PAGE TEXT
╭──
Solution to US health care: cost control
Totaling $3.2 trillion dollars annually, comprising 18 percent of the national GDP and costing 40 percent more per capita than any other national health system, why is health care so expensive in this country? A simple answer, really – there is no discernible method for cost control.
The CPT code-based system for hospital and physician reimbursement used by Medicaid, Medicare and private health insurers allows for open-ended reimbursement of hospital and physician services with very little push-back from the payers unless outright fraud is being committed.
Instead of allowing multiple CPT codes for each patient visit, there should be a single charge for the doctor’s time and a single charge for the medical supplies associated with the particular treatment. Note to the Center for Medicaid and Medicare: Please surrender your need for exhaustive medical information about every patient visit/treatment and immediately develop a new simplified CPT program for both general and specialty practice based on the above time and materials criteria.
Secondly, we need to reform ACA and private insurance so that patients with high deductibles (which is just about everybody) are equipped to “shop” for health care based on quality and price. We could emulate the “Medisave/Medishield” system operating successfully in Singapore, which features mandatory health savings accounts (comprising 6-8 percent of each paycheck) that allows citizens to buy catastrophic health insurance and pay for physician care, but back-stops the patient with a national website updated monthly that maintains a pricelist of services for all health care providers in the country.
Benefiting from a national program of price transparency, a U.S. health care “shopper” would have a better chance of finding an affordable medical provider to offset the lack of affordability under the current ACA/private insurance high deductible regime. Does the Singapore system work? Yes, it has been in place since 1984, costs 3.2 percent of GDP and has a life expectancy of 82 years with very low infant mortality.
I predict that, sooner than expected, the high deductible unaffordability of ACA/private insurance will force Congress into action on this issue with the cost/benefit analysis hugely in favor of making a change in the current high deductible/non-price transparent program.
╰──
GIVEN ENTRIES
╭──
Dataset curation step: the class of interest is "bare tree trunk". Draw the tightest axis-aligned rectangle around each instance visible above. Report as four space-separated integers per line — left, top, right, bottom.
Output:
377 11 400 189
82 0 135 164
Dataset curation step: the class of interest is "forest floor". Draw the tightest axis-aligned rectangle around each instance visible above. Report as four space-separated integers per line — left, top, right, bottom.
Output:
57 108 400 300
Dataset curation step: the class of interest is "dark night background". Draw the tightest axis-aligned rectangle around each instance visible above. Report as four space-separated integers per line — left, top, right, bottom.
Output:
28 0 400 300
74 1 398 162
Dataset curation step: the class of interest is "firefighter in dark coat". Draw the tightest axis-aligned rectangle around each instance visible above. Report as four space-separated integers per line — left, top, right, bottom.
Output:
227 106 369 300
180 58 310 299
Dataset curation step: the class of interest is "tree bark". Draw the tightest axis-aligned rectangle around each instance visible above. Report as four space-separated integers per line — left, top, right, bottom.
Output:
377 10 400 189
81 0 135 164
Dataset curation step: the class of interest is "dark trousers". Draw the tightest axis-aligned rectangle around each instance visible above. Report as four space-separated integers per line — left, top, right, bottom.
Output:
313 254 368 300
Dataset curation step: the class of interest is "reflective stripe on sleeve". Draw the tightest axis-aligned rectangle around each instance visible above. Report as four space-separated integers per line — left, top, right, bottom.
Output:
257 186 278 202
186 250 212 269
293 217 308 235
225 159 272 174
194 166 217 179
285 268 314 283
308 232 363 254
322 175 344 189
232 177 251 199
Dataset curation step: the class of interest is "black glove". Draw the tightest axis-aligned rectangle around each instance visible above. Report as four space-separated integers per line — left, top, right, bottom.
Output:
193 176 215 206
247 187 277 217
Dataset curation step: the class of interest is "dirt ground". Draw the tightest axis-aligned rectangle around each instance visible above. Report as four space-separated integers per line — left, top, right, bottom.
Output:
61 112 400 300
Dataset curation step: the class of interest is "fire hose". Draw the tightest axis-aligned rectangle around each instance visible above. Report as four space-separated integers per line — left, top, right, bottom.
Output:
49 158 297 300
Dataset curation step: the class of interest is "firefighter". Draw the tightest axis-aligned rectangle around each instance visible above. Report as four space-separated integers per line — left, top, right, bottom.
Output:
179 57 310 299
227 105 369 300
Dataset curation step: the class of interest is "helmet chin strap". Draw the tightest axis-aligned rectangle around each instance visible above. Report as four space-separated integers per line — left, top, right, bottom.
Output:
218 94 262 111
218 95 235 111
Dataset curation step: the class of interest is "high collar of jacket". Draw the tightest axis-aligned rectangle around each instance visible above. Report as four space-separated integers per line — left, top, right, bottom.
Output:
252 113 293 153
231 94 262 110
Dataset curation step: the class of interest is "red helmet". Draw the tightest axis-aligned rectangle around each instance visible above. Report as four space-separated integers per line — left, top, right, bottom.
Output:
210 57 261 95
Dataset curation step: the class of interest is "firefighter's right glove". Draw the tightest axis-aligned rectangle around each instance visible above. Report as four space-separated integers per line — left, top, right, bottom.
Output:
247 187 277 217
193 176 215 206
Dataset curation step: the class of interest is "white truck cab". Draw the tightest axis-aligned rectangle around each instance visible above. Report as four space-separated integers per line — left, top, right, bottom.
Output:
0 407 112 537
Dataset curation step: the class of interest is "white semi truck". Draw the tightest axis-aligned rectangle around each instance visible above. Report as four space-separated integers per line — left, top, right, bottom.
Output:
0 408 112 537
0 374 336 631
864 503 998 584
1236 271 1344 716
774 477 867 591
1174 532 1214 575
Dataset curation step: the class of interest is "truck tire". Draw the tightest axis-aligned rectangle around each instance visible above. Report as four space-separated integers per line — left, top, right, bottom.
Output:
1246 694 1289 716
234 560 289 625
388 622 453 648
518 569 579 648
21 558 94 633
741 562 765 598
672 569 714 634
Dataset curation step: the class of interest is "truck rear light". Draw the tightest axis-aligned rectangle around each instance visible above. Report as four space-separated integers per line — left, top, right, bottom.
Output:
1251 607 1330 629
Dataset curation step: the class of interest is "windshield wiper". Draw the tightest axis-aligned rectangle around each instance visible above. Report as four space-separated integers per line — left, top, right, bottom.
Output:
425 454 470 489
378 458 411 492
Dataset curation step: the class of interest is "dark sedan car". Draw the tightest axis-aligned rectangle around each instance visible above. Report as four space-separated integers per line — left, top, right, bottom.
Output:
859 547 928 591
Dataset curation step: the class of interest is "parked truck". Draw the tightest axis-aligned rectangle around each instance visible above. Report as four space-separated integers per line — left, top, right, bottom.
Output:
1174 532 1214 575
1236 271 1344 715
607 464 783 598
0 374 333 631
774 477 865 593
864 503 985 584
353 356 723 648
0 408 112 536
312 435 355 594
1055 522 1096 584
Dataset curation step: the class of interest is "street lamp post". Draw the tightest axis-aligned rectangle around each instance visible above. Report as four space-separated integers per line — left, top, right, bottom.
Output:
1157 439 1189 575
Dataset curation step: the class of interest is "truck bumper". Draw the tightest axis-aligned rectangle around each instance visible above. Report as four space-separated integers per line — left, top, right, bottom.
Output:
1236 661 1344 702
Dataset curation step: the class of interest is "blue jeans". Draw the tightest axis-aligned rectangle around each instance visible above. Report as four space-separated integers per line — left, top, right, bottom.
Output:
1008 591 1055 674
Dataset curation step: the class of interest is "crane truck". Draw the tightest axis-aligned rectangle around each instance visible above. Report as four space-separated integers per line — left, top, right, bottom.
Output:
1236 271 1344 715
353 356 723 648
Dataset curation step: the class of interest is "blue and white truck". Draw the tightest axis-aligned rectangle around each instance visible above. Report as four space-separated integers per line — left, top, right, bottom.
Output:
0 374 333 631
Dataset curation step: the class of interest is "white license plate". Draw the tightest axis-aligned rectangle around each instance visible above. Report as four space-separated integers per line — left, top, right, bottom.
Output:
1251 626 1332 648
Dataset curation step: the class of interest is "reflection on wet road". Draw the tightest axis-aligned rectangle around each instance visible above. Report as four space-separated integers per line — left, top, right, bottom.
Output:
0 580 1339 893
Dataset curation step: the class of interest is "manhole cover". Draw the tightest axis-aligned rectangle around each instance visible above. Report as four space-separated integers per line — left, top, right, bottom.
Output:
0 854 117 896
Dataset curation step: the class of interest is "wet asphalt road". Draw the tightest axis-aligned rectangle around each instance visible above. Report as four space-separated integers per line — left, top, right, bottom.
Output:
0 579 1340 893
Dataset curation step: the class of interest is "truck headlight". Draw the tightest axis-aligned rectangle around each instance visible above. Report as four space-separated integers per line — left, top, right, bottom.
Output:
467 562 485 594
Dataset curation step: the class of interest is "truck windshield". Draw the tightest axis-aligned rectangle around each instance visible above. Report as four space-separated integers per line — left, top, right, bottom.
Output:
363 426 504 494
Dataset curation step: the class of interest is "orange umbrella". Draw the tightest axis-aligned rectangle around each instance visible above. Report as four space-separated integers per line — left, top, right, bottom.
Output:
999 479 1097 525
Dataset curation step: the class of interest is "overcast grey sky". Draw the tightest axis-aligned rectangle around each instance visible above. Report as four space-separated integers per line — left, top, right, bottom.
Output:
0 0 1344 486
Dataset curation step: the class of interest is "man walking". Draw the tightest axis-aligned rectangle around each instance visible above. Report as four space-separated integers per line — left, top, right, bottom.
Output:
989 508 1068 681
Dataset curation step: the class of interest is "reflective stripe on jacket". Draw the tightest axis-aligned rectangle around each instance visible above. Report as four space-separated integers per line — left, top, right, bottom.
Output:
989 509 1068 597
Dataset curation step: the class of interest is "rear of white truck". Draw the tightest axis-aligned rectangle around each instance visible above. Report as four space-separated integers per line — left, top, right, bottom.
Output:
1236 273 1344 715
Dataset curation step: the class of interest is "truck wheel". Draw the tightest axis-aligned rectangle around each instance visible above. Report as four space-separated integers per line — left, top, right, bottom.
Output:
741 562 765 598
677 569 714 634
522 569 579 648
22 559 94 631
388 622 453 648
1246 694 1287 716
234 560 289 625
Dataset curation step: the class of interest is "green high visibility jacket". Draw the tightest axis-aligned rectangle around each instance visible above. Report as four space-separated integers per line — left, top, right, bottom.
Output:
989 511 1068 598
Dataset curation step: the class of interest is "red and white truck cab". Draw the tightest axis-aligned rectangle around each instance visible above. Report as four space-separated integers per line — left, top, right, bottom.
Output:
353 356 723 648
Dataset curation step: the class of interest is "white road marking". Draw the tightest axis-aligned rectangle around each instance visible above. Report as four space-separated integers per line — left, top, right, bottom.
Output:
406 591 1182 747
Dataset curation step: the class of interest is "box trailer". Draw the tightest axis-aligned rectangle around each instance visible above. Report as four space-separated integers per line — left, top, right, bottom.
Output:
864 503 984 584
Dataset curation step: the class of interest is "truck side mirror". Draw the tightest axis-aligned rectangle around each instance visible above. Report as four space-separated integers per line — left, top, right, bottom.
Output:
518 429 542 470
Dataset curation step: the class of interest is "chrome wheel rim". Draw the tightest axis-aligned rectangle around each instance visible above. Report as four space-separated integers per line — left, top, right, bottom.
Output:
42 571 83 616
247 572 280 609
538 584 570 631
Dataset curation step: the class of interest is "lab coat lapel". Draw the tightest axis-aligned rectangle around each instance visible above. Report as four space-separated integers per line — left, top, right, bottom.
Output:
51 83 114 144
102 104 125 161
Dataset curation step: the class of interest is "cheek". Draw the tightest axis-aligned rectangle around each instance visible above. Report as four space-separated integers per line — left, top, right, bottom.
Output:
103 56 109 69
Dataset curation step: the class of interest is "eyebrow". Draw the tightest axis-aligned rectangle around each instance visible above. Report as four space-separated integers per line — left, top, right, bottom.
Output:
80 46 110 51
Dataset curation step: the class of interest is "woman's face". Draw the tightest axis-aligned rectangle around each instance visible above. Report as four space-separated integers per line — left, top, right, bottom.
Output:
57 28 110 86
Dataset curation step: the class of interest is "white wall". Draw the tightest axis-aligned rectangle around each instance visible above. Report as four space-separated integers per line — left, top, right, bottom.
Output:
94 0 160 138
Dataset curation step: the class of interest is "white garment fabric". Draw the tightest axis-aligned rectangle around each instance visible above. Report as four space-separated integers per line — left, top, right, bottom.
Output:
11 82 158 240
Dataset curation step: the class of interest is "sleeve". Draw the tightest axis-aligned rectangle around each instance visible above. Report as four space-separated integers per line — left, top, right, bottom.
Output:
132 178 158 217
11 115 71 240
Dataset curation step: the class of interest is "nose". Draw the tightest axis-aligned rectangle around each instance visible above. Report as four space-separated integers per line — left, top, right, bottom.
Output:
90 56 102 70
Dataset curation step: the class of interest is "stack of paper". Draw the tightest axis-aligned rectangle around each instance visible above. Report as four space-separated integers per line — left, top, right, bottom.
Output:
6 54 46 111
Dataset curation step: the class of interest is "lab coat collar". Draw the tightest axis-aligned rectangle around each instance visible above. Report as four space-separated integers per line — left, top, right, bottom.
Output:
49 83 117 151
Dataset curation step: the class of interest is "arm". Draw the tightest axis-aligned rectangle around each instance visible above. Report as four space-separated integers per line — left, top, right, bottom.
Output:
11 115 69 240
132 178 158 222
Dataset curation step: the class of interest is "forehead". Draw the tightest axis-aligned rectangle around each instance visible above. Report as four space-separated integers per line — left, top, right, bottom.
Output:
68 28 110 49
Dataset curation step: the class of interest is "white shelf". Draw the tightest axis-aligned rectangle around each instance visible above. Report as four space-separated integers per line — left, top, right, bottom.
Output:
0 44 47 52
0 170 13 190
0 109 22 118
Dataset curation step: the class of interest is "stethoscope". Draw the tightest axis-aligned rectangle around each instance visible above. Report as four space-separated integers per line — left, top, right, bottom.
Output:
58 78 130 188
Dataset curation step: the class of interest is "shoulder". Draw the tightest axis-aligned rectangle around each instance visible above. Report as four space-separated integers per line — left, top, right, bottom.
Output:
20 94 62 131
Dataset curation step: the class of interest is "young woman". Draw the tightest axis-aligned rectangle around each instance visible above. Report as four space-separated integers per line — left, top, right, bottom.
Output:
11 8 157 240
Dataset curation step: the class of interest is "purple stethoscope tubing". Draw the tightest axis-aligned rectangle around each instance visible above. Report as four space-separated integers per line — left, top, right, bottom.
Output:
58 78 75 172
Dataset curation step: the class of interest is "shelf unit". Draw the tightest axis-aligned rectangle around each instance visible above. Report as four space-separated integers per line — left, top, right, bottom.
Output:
╰──
Rewrite the piece on health care cost control starting with "Secondly, we need" and going on through "in the country.", with "monthly" replaced by "weekly".

EXERCISE ANSWER
Secondly, we need to reform ACA and private insurance so that patients with high deductibles (which is just about everybody) are equipped to “shop” for health care based on quality and price. We could emulate the “Medisave/Medishield” system operating successfully in Singapore, which features mandatory health savings accounts (comprising 6-8 percent of each paycheck) that allows citizens to buy catastrophic health insurance and pay for physician care, but back-stops the patient with a national website updated weekly that maintains a pricelist of services for all health care providers in the country.